Dataset records =
* * * * * * *
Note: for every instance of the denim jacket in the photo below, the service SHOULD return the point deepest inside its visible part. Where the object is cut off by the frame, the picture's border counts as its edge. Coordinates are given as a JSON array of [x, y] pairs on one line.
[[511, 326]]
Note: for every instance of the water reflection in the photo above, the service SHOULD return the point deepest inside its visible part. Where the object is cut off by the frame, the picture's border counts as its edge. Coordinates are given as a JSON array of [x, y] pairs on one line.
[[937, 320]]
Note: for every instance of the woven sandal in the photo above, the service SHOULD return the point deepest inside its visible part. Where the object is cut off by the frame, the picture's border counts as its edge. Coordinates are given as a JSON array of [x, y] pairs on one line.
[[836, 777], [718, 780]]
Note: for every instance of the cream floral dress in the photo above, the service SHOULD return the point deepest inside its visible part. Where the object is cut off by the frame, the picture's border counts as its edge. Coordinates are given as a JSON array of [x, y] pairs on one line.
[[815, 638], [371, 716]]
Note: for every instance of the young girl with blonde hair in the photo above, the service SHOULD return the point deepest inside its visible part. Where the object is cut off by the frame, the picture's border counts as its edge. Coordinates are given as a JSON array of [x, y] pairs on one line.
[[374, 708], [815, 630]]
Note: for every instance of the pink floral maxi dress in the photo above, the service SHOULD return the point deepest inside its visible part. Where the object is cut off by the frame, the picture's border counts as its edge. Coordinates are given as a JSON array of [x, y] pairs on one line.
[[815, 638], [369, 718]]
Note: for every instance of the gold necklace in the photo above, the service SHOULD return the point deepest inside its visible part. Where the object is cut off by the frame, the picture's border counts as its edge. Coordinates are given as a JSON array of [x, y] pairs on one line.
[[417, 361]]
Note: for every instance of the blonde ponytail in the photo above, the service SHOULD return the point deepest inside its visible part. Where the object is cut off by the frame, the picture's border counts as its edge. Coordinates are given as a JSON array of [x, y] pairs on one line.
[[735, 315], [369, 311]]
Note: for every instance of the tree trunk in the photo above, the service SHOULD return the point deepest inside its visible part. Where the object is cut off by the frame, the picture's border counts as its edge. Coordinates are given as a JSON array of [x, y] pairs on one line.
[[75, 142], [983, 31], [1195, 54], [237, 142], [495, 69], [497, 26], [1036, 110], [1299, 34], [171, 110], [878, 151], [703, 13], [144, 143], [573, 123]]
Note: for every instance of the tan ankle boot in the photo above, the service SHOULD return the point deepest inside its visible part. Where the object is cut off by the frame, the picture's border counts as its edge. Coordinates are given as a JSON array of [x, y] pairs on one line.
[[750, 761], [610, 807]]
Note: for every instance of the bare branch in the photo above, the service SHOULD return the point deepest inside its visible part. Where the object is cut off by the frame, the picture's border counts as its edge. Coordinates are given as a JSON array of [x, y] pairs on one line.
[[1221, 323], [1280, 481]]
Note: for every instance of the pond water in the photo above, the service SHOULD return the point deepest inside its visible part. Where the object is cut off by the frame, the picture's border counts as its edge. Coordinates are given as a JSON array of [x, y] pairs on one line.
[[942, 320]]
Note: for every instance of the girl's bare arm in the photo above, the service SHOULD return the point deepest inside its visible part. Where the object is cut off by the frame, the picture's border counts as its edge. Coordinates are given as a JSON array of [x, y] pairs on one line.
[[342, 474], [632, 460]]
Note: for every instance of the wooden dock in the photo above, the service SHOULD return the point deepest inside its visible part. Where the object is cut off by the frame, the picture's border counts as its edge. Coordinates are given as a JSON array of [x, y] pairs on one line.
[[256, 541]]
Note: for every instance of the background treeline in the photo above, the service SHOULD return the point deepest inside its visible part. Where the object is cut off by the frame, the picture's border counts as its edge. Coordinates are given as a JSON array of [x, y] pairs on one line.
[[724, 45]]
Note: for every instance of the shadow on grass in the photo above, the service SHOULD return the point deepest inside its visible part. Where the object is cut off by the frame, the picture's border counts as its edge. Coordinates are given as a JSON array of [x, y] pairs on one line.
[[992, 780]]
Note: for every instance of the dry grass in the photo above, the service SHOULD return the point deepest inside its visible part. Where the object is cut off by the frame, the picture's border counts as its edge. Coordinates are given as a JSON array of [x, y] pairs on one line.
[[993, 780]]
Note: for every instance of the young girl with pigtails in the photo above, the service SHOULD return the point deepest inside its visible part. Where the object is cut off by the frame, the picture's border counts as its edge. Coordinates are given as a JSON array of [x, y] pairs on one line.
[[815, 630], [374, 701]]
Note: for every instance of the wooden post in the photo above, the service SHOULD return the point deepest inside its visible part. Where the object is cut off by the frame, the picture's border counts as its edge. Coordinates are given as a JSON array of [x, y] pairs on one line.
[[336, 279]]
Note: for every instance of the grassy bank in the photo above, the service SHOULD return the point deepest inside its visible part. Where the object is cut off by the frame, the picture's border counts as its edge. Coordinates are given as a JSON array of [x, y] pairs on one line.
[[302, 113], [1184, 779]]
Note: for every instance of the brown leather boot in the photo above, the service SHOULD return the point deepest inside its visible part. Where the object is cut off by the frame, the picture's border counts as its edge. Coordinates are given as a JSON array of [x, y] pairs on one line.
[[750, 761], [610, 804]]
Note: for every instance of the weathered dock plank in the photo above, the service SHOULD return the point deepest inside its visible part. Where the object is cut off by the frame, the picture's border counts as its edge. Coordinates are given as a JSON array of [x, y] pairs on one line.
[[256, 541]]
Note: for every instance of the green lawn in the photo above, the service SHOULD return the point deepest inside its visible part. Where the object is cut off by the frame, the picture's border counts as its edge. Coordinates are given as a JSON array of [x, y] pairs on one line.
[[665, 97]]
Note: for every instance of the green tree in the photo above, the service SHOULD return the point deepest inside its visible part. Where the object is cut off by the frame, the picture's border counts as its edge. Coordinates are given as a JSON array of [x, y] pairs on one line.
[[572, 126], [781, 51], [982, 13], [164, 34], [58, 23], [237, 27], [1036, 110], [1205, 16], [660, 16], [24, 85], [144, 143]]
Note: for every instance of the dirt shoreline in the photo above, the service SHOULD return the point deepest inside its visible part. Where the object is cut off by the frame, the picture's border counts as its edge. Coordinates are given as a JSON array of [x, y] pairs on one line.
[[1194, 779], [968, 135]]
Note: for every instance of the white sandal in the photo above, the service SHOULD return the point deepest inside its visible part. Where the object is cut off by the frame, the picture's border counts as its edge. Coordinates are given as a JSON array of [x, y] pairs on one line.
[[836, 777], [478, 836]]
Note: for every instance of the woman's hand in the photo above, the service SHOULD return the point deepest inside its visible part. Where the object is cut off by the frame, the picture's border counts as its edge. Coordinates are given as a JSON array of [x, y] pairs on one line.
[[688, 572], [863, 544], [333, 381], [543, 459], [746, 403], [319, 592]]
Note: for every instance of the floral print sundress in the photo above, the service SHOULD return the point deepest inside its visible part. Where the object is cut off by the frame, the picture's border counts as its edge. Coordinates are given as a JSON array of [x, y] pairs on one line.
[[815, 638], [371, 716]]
* * * * * * *
What to do =
What is needed is an exact restatement of every record above.

Output of the exercise =
Note: for every instance of the denim jacket in the photo below, the service SHOULD return the point deepest inside its visible part. Where the object is cut off by the frame, the picture's border counts as its edge. Coordinates are given as a JSON array of [x, y] pairs on one line.
[[511, 326]]
Note: for every instance of the water reflection in the photo above, the service SHOULD return the point deepest inside its visible part. Where the object is cut off by the frame, the picture's border counts as its edge. Coordinates are given as a JSON array of [x, y] pairs on one line.
[[937, 320]]
Note: for every instance of the woven sandal in the photo above, the service SHOULD return the point deepest inside its visible part. Where the object is cut off by the frame, the picture's border counts as its edge. Coordinates are given as a JSON array of [x, y] pairs on one line.
[[836, 777], [718, 780]]
Note: for every instance of the cream floral dress in the photo above, the service SHOULD return the point deepest inside its visible part. Where the object is cut off by the frame, the picture's border counts as its edge. Coordinates are given as a JSON array of [x, y] pairs on one line.
[[815, 638], [371, 716]]
Note: for every instance of the young girl with blonde hair in the photo above, the service SHOULD return the point deepest inside its visible part. Where the object is cut off by the frame, the picture's border counts as its edge. Coordinates are given as a JSON array of [x, y] pairs on one line.
[[374, 708], [815, 630]]
Note: for every instance of the pink floral maxi dress in the photo above, the service SHOULD return the point deepest inside its visible part. Where the object is cut off by the frame, the picture's border counts as its edge. Coordinates are given as a JSON array of [x, y] pairs on one line.
[[815, 638], [369, 718]]
Note: for every instance of the gold necklace in the photo above, the service SHOULD return the point deepest inside its visible part. Where the object is cut off by the frame, the picture's border counts as its edge. Coordinates are given as a JSON array of [x, y] pairs on one line.
[[417, 361]]
Note: for every instance of the blonde ponytail in the photo above, the service SHOULD return the point deepest inside its visible part. Where the object is cut off by the frame, the picture's border counts as its edge. Coordinates are given as a JSON array of [x, y] pairs on one line.
[[735, 315], [369, 311]]
Note: for every instance of the tree trunk in the photo above, the service SHOULD return the point deepest inside its visible part. Where the object is cut off by the frame, the picture's border counts as its edge. Coordinates are given as a JSON array of [x, y] pairs on one line.
[[75, 142], [983, 31], [1195, 54], [237, 142], [495, 69], [497, 26], [1036, 110], [1299, 34], [171, 110], [878, 151], [703, 13], [144, 143], [573, 123]]
Note: for every instance of the tan ankle boot in the photo above, the service SHOULD return the point deepest inside its visible part. Where the object is cut off by the frame, the picture's border counts as its edge. Coordinates are given as a JSON array of [x, y] pairs on one line.
[[750, 761], [610, 807]]
Note: for every instance of the bare branch in the photo above, the service SHOULD return the point deepest inside its visible part. Where the object is cut off by the frame, the picture's border counts as its edge. Coordinates are given as a JSON array of [x, y] pairs on one line.
[[1221, 323], [1280, 481]]
Note: for every instance of the pond water in the photo above, the service SHOULD return the point deepest inside its visible part. Where the object is cut off by the frame, the picture's border counts as its edge. Coordinates are given as a JSON array of [x, y] pairs on one line.
[[942, 320]]
Note: for every instance of the girl's bare arm in the photo above, the service SHOULD return the point deepest inside its visible part. Where the object is cut off by the frame, the picture's border counts as its edge. Coordinates are given as a JSON array of [x, y] pairs on one line.
[[342, 474], [632, 460]]
Note: for every instance of the wooden dock in the photo above, the service SHOULD return the point deepest inside its visible part. Where the object is cut off by the frame, the picture's border counts as its edge. Coordinates are given as a JSON array of [x, y] pairs on one line.
[[256, 541]]
Note: for every instance of the background treeline in the photo above, the service SHOULD return the point deepest inside its visible part. Where the object is cut off by the frame, the picture's border counts as its edge. Coordinates are given as a JSON array of [x, y] pairs on one line.
[[724, 45]]
Note: for every instance of the shadow on grass in the photo above, the service SHOULD return the point deepest inside its visible part. Where the object is cut off by the frame, the picture's border counts as its edge. Coordinates are given as a JSON array of [x, y] pairs on one line.
[[992, 780]]
Note: for every instance of the dry grass in the photo above, the service SHOULD return the point deepest inside its visible part. Where the object is cut off by the frame, the picture's border counts as its edge. Coordinates are given as a JSON array of [x, y] pairs on one line.
[[993, 780]]
Note: for every instance of the young girl with pigtails in the photo above, the service SHOULD return the point deepest inside its visible part. Where the object is cut off by the frame, the picture's border counts as its edge. Coordinates are given as a JSON array of [x, y] pairs on one line.
[[815, 630], [374, 701]]
Note: for every instance of the wooden post in the photo above, the service SHOULD return the point deepest inside its visible part. Where the object is cut off by the frame, the picture's border counts as its edge. Coordinates are given as a JSON array of [x, y] pairs on one line.
[[336, 279]]
Note: for every instance of the grassy bank in the photo above, the service SHOULD return the point deepest inside its visible part. Where the object is cut off by the frame, the picture's border counts as its edge. Coordinates are given as a JSON array of [x, y] pairs on one line.
[[302, 113], [1184, 779]]
Note: for every instance of the brown leather boot in the photo above, the service SHOULD return the point deepest inside its visible part. Where the object is cut off by the frame, the picture's border counts as its edge. Coordinates are given as a JSON array of [x, y] pairs on one line.
[[750, 761], [610, 804]]
Note: for every instance of the weathered dock plank in the photo above, the service SHOULD return the point deepest inside its visible part. Where the object is cut off by the frame, the picture's border counts as its edge. Coordinates are given as a JSON array of [x, y] pairs on one line.
[[256, 541]]
Note: for every instance of the green lawn in the photo above, the service SHOULD return the point deepest inside its visible part. Where the object is cut off by the frame, the picture's border counts as its edge. Coordinates are given as a JSON array of [x, y] pairs on one line.
[[665, 97]]
Note: for every instance of the green tree in the photo above, the service SHOULD return the point deepest inside its visible part. Where the object is cut off by the frame, the picture's border counts as its edge. Coordinates are given as a JSON array of [x, y] pairs on one line.
[[572, 126], [781, 51], [982, 13], [164, 34], [58, 23], [237, 27], [1036, 110], [1205, 16], [660, 16], [24, 85], [144, 143]]
Note: for every instance of the dirt shoreline in the photo above, the service SHOULD return the point deepest inside its visible part. Where the object is cut off by the frame, the picture's border counts as its edge. Coordinates are given as a JSON array of [x, y] pairs on one line.
[[1194, 779], [968, 135]]
Note: for every instance of the white sandal in the photo above, the service SHOULD return the point deepest inside its visible part. Where the object is cut off by the frame, the picture's border counts as its edge. Coordinates are given as a JSON array of [x, y] pairs on one line.
[[836, 777], [478, 836]]
Note: for every instance of the woman's hand in the photo above, the service SHOULD return the point deepest inside its visible part. Where the object is cut off by the frame, the picture's border counts as its edge. Coordinates are given as a JSON array of [x, y] pairs on one line.
[[688, 572], [863, 544], [333, 381], [543, 459], [746, 403], [319, 592]]
Note: for every instance of the floral print sundress in the photo above, the service SHOULD return the point deepest inside its visible part. Where the object is cut off by the frame, the picture's border counts as its edge. Coordinates are given as a JSON array of [x, y] pairs on one line.
[[815, 638], [371, 716]]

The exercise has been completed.